PAGE EXCERPT:
- - - - -
All the world’s countries and leading development institutions agreed in 2000 to set eight overall development goals – the MDGs – for achievement by 2015. Each MDG listed specific targets, including one under ‘Environmental Sustainability’ to halve the proportion of the population “without sustainable access to safe drinking water and basic sanitation.”
Current MDG figures show that more than one in three people do not have access to “improved sanitation facilities,” according to de Albuquerque.

In her latest report to the UN General Assembly, she asked for a post-2015 development agenda that aims at eliminating discrimination and inequalities in access to water and sanitation.

“The post-2015 development agenda should incorporate a stand-alone goal on water, sanitation and hygiene, to ensure that universal access to these services will be treated as a vital feature of social and economic development, on equal footing with health or education,” the report stated in a reference to MDGs on child and maternal health, and universal education. “Water, sanitation and hygiene should not be neglected in the global priority-setting for development goals.”

OHCHR characterizes the agenda de Albuquerque seeks as one that “strives to ensure access to adequate sanitation for all, prioritising available resources and devising new policies to address the needs of those individuals and groups who are currently excluded.”

According to the Special Rapporteur, safe, sustainable and affordable access to a toilet is essential for the well-being and rights of every human being.

“This is not only about ensuring the right to sanitation, (it) is also critical for the enjoyment of numerous other rights, such as the right to health, the right to education, the right to work and the right to lead a life in dignity,” de Albuquerque said.
- - - - -
EXTRACTED RECORDS:
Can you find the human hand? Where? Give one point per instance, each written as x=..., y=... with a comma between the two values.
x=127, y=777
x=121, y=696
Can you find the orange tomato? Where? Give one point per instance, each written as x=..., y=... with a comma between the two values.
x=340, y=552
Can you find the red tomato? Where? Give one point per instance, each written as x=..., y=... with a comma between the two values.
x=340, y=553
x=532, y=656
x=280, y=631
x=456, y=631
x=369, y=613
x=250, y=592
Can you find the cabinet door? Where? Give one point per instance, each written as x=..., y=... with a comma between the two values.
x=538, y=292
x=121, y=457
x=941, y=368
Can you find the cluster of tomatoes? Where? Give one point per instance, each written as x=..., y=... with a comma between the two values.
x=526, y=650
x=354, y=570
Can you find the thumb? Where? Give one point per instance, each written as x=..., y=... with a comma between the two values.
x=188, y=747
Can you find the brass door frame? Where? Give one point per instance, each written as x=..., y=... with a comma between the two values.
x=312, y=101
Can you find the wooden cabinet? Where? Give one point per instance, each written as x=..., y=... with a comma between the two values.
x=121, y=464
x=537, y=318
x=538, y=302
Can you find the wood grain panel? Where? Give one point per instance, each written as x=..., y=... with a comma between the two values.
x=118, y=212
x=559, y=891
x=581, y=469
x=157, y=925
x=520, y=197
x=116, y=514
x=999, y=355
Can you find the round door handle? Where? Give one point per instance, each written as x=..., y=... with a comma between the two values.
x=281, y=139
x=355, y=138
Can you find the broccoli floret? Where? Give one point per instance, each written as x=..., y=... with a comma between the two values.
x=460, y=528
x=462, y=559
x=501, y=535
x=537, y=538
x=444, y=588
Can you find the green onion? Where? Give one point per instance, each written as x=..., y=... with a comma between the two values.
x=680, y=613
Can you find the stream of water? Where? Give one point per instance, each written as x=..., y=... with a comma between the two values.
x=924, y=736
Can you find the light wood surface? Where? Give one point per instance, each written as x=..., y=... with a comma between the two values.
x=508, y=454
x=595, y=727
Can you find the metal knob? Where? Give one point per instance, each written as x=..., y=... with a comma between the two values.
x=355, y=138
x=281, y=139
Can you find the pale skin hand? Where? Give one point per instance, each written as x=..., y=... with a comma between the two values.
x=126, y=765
- - - - -
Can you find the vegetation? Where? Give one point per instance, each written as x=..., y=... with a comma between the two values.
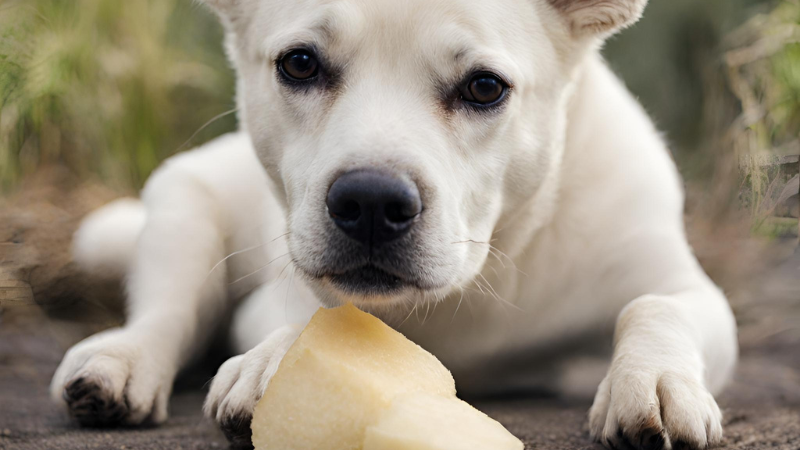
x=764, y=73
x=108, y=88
- - - - -
SET PROBLEM: Go on with the passage on access to water and sanitation in the post-2015 development agenda, starting right after its final sentence. None of the records is needed here.

ANSWER BELOW:
She added, “Lack of sanitation will keep these same people sick, away from school and work, victims of violence when trying to find a place to hide to ‘do their business,’ and not able to break the cycle of poverty and exclusion, in which they are trapped.”

De Albuquerque said that one of the most critical challenges is the high number of people still practicing open defecation – more than one billion, producing enough faeces to fill a football stadium every day.

“Try to imagine yourself without toilets – no toilet in your workplace and no toilet at home,” she said, adding that the “insecurity and indignity” of having to find a secluded spot each time the need arises is especially acute for women.
De Albuquerque also called for reflection on the way the smell of excrement lingers in urban areas that are too poor to build and maintain a proper sewer system.

“This is the situation billions of people face today – especially those who are most marginalized,” she said. “Giving these people sanitation and hygiene will be a fundamental step to allow them to aspire to a better live. It is about a toilet, of all places.”

Independent experts, or special rapporteurs like Ms. de Albuquerque, are appointed by the Geneva-based UN Human Rights Council to examine and report back, in an unpaid capacity, on specific human rights themes.